(Data listing)

___

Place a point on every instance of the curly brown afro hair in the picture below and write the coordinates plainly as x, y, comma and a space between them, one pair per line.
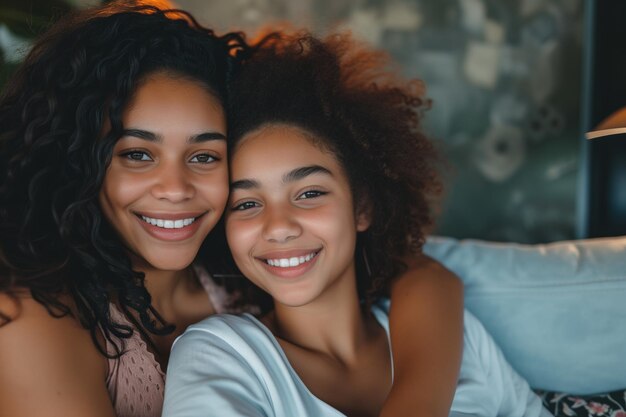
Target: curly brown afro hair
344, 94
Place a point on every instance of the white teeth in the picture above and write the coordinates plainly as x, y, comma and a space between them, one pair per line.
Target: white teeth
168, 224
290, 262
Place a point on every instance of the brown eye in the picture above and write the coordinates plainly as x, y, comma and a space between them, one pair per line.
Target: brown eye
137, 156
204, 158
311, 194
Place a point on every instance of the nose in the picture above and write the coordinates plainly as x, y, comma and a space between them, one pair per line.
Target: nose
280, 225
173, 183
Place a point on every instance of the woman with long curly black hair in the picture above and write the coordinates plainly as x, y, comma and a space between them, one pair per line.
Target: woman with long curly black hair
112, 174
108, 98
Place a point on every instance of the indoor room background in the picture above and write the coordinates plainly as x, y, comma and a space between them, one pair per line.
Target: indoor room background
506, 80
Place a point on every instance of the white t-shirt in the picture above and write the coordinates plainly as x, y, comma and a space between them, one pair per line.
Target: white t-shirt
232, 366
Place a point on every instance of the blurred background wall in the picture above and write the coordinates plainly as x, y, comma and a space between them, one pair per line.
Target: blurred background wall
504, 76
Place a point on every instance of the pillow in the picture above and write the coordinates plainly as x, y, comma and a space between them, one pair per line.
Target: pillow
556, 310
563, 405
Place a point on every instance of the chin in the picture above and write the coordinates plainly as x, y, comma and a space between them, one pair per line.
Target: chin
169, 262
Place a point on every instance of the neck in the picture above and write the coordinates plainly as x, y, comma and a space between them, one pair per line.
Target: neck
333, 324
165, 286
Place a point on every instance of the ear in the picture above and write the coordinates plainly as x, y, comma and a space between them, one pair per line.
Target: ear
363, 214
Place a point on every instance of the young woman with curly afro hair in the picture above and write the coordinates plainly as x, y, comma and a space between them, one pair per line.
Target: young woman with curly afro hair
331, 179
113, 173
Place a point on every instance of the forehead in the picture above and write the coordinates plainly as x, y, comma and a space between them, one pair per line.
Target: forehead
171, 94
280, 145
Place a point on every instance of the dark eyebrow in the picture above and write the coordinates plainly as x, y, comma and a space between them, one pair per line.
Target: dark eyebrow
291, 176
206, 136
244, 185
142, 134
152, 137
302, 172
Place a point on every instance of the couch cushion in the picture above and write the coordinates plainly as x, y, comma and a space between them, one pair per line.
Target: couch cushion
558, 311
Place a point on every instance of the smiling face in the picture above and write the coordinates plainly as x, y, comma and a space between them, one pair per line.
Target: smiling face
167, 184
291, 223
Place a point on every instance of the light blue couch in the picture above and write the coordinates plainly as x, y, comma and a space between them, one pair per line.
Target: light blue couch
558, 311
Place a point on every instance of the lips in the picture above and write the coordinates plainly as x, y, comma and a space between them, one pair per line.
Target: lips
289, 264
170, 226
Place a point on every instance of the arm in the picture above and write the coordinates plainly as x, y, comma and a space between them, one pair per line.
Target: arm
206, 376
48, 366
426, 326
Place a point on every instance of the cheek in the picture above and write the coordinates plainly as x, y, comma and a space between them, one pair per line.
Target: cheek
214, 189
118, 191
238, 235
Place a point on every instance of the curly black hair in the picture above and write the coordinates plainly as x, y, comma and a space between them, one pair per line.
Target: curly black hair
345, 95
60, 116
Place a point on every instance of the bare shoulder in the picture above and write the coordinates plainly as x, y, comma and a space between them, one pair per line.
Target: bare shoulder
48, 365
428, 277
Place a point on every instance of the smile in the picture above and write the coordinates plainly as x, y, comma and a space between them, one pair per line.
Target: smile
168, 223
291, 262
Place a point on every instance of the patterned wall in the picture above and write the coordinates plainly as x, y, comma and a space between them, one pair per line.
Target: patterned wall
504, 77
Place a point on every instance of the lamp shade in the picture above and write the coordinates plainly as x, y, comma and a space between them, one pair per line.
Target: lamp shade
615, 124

___

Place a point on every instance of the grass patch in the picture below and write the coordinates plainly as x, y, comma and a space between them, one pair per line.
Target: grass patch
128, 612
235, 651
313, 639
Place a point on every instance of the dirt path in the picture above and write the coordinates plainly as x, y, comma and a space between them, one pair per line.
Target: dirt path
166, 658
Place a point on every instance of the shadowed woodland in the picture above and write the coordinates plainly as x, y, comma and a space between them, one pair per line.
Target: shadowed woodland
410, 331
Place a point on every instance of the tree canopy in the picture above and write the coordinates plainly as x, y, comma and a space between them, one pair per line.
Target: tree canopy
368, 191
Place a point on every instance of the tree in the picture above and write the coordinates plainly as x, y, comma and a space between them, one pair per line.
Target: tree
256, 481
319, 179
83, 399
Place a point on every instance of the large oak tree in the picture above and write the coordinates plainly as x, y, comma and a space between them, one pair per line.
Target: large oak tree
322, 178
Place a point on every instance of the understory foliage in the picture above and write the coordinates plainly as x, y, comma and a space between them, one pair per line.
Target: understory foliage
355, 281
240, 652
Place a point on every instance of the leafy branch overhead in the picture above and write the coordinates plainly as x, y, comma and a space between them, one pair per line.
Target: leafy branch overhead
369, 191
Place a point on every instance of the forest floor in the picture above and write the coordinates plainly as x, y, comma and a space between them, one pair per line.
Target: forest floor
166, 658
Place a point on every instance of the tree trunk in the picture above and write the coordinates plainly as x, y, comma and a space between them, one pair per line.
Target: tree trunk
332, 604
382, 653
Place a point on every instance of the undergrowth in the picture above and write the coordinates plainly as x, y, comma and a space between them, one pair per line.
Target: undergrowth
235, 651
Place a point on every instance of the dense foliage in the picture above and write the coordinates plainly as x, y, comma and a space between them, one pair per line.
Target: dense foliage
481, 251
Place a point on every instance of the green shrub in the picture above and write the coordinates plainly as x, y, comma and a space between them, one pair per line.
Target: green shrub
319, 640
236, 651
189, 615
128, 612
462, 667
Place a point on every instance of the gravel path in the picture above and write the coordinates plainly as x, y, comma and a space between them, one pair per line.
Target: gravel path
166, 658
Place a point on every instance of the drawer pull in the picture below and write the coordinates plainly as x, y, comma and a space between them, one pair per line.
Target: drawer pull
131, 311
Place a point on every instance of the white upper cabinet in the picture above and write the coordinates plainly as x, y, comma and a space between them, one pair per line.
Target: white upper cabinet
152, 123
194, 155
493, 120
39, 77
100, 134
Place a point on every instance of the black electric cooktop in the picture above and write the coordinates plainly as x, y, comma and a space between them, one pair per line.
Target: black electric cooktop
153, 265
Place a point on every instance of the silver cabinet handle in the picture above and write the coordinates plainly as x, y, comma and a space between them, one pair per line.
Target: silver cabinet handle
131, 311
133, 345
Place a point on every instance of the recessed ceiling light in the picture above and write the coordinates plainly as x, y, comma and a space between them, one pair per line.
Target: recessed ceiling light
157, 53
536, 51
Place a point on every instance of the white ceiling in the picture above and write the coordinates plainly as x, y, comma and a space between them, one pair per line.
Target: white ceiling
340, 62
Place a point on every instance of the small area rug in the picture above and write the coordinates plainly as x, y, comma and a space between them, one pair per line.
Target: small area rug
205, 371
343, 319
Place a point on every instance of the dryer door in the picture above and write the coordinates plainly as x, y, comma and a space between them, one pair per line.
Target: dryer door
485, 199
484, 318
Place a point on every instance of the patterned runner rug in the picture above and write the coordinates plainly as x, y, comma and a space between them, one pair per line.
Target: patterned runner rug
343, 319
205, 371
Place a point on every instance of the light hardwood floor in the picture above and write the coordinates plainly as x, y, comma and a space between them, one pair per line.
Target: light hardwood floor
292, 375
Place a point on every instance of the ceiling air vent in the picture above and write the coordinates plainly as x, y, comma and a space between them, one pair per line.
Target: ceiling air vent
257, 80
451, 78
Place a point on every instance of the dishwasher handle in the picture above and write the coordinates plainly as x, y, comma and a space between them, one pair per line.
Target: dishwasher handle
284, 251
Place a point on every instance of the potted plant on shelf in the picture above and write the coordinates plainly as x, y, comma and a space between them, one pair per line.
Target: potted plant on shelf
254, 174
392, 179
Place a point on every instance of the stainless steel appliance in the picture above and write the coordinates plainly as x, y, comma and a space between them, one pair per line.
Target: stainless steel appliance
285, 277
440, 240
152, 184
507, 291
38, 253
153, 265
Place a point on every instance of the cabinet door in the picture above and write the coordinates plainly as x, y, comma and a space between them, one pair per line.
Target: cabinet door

___

YOUR GOAL:
Quote word for word everything in the data listing from the line containing "Place a point on every instance of the stainless" down to the line containing "Target: cabinet door", both lines included.

SOLUTION TO THE PROBLEM:
Place a point on every instance of the stainless steel appliance in the picture above and write the coordinates plainly as x, y, comma and a space between them, one pair per line.
Target: stainless steel appliance
285, 277
440, 240
152, 184
507, 291
38, 253
153, 265
Place a point on every instance of the cabinet door in the picture above and write the coordinates plainly as x, y, comma and a space between them, one pair per line.
Target: cabinet door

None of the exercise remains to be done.